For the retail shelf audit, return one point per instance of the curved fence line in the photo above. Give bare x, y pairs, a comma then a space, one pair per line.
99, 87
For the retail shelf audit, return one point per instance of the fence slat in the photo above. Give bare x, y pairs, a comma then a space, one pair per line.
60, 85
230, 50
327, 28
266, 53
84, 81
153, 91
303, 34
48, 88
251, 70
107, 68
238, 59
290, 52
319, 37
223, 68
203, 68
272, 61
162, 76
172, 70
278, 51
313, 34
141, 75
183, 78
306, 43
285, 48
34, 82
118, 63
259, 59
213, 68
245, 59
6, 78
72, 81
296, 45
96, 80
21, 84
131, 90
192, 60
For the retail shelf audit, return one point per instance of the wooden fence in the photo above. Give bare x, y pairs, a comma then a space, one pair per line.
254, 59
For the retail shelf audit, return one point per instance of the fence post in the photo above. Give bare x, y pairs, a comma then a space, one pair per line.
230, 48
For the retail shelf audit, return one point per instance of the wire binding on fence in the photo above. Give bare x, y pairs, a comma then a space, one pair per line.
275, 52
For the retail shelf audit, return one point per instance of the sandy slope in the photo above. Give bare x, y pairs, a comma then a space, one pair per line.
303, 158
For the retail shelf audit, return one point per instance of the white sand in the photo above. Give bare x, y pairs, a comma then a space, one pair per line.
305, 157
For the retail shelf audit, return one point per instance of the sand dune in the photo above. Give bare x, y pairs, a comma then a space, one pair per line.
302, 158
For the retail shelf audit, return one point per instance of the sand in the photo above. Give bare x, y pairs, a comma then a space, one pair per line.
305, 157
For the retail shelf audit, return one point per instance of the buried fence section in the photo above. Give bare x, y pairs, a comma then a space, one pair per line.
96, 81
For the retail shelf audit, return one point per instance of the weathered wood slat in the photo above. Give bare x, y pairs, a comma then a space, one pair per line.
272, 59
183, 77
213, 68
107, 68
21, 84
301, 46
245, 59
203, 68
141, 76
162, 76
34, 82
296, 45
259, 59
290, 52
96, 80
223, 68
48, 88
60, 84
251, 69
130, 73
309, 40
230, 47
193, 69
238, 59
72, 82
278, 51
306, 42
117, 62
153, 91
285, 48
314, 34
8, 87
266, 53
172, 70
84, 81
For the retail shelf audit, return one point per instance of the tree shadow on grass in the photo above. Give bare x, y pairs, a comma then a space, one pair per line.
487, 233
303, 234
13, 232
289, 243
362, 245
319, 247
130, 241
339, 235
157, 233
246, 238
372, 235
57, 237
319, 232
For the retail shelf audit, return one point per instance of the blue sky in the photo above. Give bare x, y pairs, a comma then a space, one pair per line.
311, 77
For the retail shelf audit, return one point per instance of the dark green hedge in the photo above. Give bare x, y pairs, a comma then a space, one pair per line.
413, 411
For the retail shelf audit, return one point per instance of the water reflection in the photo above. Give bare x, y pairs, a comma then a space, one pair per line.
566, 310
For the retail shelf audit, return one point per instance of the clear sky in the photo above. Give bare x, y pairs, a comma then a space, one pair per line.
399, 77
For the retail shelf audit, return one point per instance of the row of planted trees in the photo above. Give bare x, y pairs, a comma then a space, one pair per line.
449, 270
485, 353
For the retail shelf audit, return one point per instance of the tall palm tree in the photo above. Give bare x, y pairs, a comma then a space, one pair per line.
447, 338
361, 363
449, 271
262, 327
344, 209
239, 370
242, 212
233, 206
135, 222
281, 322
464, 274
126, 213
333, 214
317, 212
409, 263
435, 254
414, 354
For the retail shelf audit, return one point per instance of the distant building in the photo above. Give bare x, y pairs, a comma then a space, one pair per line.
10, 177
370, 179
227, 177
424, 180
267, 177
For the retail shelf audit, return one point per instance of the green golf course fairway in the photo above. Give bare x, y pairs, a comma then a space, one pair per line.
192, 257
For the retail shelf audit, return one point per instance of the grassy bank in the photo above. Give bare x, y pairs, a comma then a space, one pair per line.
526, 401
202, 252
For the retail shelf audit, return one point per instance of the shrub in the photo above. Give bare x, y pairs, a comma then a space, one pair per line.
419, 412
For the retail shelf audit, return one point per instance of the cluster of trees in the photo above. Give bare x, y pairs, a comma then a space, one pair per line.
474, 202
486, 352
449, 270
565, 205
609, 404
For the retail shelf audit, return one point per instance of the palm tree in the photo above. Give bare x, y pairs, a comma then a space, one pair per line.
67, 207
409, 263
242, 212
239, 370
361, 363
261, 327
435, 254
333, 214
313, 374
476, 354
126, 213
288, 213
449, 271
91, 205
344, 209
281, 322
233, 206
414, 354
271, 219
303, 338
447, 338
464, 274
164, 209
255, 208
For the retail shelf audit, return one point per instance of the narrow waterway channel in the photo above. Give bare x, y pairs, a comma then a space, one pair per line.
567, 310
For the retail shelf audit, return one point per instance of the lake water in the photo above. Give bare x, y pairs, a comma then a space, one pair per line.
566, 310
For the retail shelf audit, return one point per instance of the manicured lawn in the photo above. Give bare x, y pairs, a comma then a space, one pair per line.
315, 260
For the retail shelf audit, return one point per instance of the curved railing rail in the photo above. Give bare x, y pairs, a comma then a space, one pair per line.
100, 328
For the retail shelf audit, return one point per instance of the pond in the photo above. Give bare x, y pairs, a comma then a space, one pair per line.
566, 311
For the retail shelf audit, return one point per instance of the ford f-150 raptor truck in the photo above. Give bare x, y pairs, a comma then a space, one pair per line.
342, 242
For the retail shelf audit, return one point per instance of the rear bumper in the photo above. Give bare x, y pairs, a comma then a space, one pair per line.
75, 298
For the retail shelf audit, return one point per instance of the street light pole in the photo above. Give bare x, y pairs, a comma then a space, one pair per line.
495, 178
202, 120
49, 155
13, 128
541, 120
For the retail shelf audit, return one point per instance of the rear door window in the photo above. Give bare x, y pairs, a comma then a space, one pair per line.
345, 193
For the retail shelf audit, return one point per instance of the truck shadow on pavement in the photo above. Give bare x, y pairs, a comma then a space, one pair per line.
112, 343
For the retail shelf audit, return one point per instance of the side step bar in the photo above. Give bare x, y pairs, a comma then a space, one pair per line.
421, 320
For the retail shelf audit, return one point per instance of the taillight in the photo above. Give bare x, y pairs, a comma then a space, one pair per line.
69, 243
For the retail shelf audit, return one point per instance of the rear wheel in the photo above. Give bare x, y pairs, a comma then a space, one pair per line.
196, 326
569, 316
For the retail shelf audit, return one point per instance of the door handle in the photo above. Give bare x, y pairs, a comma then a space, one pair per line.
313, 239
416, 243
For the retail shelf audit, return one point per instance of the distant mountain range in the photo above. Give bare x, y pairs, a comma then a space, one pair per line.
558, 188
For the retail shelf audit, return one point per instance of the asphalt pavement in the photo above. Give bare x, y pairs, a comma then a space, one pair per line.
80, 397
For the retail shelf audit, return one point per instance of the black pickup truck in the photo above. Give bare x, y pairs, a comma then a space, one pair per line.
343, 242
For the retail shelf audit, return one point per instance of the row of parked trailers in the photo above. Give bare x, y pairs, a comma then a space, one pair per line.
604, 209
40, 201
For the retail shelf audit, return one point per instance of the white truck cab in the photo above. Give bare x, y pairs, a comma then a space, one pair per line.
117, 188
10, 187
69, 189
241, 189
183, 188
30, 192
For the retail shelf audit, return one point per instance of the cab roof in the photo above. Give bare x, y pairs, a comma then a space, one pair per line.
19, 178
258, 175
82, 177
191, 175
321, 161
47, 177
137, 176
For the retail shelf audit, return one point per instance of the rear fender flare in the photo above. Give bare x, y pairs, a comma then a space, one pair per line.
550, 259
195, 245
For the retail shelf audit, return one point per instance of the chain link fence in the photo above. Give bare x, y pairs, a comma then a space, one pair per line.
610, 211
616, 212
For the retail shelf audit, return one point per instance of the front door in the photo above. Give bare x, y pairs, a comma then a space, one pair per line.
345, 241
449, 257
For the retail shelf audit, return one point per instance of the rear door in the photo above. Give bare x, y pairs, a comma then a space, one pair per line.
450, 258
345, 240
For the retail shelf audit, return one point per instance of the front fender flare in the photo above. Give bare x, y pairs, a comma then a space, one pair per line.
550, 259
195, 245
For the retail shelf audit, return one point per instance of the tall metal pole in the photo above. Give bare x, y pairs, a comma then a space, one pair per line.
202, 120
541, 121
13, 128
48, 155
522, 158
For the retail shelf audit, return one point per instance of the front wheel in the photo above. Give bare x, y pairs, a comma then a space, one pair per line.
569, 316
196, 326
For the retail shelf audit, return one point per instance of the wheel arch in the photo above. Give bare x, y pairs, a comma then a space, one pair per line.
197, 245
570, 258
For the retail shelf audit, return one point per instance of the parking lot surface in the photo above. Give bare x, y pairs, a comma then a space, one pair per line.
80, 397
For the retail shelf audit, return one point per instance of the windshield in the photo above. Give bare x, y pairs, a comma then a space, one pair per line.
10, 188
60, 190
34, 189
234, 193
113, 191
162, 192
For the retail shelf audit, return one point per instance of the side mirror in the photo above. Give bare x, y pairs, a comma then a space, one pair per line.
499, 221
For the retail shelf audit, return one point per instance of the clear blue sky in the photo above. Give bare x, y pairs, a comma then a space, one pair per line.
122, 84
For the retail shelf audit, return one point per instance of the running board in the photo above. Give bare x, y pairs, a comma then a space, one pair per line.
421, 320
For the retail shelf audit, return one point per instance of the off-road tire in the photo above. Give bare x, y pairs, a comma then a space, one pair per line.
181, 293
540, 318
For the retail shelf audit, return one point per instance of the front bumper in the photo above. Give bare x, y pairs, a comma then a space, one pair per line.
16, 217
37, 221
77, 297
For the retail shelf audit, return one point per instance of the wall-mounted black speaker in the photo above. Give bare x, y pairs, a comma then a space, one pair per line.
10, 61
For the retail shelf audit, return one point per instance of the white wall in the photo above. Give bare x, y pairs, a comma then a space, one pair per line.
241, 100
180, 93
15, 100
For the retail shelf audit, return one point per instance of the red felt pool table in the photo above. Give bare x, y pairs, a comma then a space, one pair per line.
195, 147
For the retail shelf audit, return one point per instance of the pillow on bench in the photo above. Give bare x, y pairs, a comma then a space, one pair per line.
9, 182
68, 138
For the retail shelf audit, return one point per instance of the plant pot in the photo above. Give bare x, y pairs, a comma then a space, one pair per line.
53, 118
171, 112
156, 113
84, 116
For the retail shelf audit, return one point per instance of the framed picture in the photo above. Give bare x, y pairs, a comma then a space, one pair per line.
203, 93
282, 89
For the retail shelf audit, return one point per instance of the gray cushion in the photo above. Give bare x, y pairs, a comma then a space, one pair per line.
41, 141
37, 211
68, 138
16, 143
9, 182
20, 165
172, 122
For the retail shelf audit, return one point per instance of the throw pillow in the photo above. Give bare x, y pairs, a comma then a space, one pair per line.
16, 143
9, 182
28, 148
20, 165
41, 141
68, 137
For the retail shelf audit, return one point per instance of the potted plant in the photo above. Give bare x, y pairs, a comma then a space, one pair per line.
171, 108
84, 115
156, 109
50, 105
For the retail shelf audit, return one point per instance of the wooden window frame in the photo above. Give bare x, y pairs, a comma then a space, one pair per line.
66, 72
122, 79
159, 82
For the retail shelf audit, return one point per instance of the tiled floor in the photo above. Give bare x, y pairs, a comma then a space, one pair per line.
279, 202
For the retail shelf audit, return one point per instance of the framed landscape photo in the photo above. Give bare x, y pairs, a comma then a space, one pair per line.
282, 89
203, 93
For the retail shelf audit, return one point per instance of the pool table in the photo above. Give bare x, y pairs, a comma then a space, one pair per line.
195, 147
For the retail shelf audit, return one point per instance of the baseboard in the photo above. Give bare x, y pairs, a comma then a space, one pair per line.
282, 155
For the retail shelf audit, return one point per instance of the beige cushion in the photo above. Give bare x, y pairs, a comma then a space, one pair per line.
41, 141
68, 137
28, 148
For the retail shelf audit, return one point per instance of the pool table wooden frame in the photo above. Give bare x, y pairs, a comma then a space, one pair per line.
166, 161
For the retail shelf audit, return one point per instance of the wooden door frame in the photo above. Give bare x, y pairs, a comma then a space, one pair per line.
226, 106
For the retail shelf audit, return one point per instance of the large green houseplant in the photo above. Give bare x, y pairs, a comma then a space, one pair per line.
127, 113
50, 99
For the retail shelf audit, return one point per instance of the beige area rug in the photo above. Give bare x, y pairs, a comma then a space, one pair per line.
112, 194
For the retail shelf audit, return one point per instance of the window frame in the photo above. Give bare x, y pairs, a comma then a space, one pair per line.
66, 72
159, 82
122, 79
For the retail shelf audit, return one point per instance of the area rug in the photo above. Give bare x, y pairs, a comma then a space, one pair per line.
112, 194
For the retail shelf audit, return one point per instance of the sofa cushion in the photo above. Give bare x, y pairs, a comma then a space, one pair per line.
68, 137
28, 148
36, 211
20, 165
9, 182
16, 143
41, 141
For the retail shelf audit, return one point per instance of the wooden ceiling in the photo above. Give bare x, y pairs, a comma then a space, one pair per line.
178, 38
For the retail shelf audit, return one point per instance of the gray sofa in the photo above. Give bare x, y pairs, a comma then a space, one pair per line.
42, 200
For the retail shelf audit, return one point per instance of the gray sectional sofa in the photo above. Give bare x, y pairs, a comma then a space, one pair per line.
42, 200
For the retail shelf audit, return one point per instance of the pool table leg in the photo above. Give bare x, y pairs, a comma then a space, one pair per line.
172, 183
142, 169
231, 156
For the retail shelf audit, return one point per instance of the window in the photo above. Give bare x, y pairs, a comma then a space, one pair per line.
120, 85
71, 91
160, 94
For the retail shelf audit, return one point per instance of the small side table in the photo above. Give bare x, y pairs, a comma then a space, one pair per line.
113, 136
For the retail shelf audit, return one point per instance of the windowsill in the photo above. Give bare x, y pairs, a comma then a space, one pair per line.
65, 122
══════════
Starting with the line that contains "of the large" and going on through the end of the entries, give those lines again with "retail shelf audit" replaced by "stock count" and nothing else changed.

For the stock count, return one point per instance of the large green houseplant in the photo above. Give bare x, y pairs, a comma then a space, one pair per line.
127, 113
50, 99
For the stock count, return one point per instance of the beige area rug in the photo above. Give bare x, y pairs, a comma then a space, one pair per line.
112, 194
For the stock count, return one point per instance of the window frame in the photo above. Give bare x, y pairs, a comma then a space, one pair per line.
66, 72
159, 82
122, 79
For the stock count, return one point per instance of the area rug in the photo above. Give bare x, y pairs, a comma then a space, one pair per line.
112, 194
For the stock count, return one point per instance of the sofa cushion in the photo above. Give bare x, y pairs, a comma then a space, one pair per line.
68, 137
28, 148
36, 211
20, 165
9, 182
16, 143
41, 141
For the stock count, return one point per instance of the wooden ceiling in the photo above. Give bare x, y pairs, a comma then a space, one pair per line.
178, 38
For the stock count, return one point per instance of the gray sofa in the photo above. Give bare x, y pairs, a comma then a space, one pair per line.
42, 200
For the stock count, return one point per instance of the gray sectional sofa in the photo above. Give bare x, y pairs, a comma then a space, one pair per line.
42, 200
For the stock count, return one point per instance of the pool table leg in the photo above. Give bare x, y pairs, a comma then a space, one pair per line.
172, 183
142, 169
231, 156
For the stock count, return one point per instance of the window in the photo above. Give bare x, y pairs, a comma then a space, one pair per line.
120, 85
71, 91
160, 94
For the stock count, return one point per instance of the small side table in the photo above. Give bare x, y pairs, a comma then a space, one pair per line.
113, 136
For the stock count, return one point per instance of the windowsill in the photo above. Give bare x, y pairs, a comma then a space, one pair per line.
65, 122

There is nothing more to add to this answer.